◆ OPDRACHTEISEN
Geef het aantal regels hieronder waarin het woord "nose" voorkomt. Noem alleen dat getal.

◆ REGELS BIJ OEFENING
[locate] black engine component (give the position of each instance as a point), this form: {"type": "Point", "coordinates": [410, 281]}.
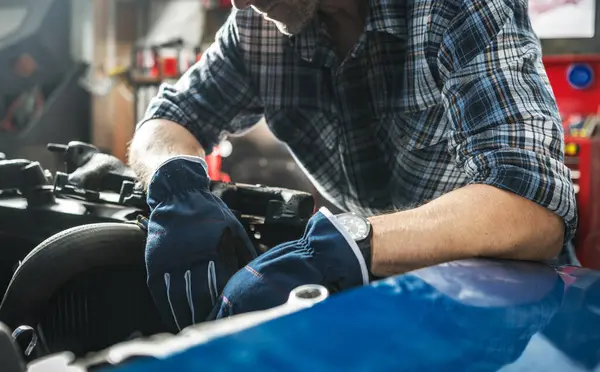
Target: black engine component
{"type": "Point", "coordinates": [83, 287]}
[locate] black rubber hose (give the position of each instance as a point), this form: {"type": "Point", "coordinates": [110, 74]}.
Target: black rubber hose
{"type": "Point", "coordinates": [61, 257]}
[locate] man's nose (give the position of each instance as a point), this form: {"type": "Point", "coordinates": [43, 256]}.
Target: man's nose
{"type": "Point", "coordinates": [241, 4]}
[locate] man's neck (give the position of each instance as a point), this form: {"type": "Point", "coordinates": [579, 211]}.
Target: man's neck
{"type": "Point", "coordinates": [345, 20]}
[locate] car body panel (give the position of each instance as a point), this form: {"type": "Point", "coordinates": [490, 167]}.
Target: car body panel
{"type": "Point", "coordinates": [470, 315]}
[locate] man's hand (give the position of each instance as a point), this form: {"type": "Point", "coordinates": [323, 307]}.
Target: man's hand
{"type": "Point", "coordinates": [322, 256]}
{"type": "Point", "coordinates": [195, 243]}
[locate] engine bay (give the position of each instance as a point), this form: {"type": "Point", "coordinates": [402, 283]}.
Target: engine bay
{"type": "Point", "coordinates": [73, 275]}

==

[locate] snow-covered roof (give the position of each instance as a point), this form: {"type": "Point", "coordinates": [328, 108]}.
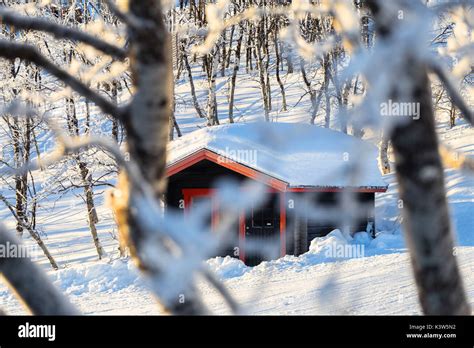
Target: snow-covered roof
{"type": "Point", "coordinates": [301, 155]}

◆ DE OPLOSSING
2